Gasps all round—but immediately he was laughing, waving his hand to show he was teasing us. Everyone giggled except the puffing bull-man, who barked, “You’re lucky we don’t all have pistols!”—which I think was meant to be funny, actually, but came off rather alarming.
Then it was that man’s turn at the counter. As he strode forward, he watched the six-package lady exiting and said, loudly, “Doesn’t she know they teach remedial math in night school?”
I looked anxiously at the door to see if the woman had heard the insult. I think (hope) she was out of earshot by then.
“Harsh,” I murmured, and the woman in line ahead of me, a lovely twinkly-eyed grandmother with fluffy Miss Marple hair, shook her head in agreement.
The bull-man pointed at the angel stamps on the poster and said, “I want 25 of those.” But they only come, the clerk explained, in books of 20. Bull-man snorted, exasperated. “Fine. Then give me 25 of those blueberry ones,” he grumped, pointing at the juniper-berry stamp in the Evergreens collection.
“I’m sorry, sir,” said the clerk. “Those come as a set—the four evergreen designs.”
“But I only want the berries.”
“I’m sorry, sir, they don’t come separately.”
“But I don’t want the pine cones!”
“I’m sorry, sir…”
By now Miss Marple and I were both giggling, hidden from the bull-man’s view by the big empty rack that was supposed to hold my flat-rate boxes. The young guy in front of Miss Marple shot me a grin. There was this ripple of camaraderie all down the line—the bull-man had been so disgusted with the six-package lady for taking so long. He would have hated to be behind his own self in line. It was kind of delicious, this moment.
Now, threaded through the seven or eight minutes it took the man to agree to suffer the pine cones along with the berries, Stevie was chattering to me in his hybrid of English and ASL, and I was speaking-signing back to him, and he was melting the hearts of the other women in line, as he is wont to do. He’s just such a cute little guy, you know? Miss Marple loved him. Ms. Marple, I should say, because she told me all about her granddaughter who is deaf, and she, grandma, signs a little, “but not enough.” And we talked about Signing Time and ways to learn ASL.

• • • • • • •

> _Task instructions_
Continue the account of the wait in the post office line above, beginning right after its last sentence.

> _Provided material_
• • • • • • •

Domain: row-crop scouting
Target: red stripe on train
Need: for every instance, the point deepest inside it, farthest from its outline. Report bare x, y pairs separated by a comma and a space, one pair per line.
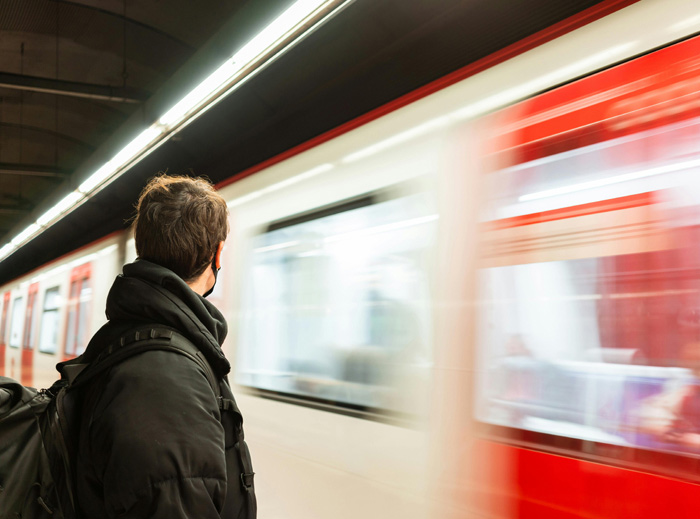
602, 206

• • • • • • •

> _Output of the task_
And it turned out the young guy in front of her was mildly hard of hearing and had worn hearing aids as a child, but didn’t wear them any longer. He cracked Stevie up, making eyes at him around the empty box rack. It felt like we were all passengers together on a cruise or something, fellow travelers bonding on a long journey.
At last the bull-man stomped out with his despised pine cones, and the next few transactions moved rapidly. Stevie and I were beckoned forward by the same affable clerk who’d been so patient with bull-man and six-package lady. He greeted me heartily and signed hello to Steve. And proceeded to explain, as he weighed my packages, that he too was hard of hearing. (What are the odds? It was kind of incredible, this convergence of hard-of-hearing men young and old.) I learned to sign when I was little, he signed, and Stevie grinned and got shy, and I was kind of relieved the bull-man wasn’t in line anymore because our conversation undeniably added a few extra moments to the transaction.
Good moments. Moments of connection. Everyone in that line was smiling—the bull-man’s ironic surliness had put us all in merry spirits, somehow. That and a cute little deaf kid with blue hearing aids.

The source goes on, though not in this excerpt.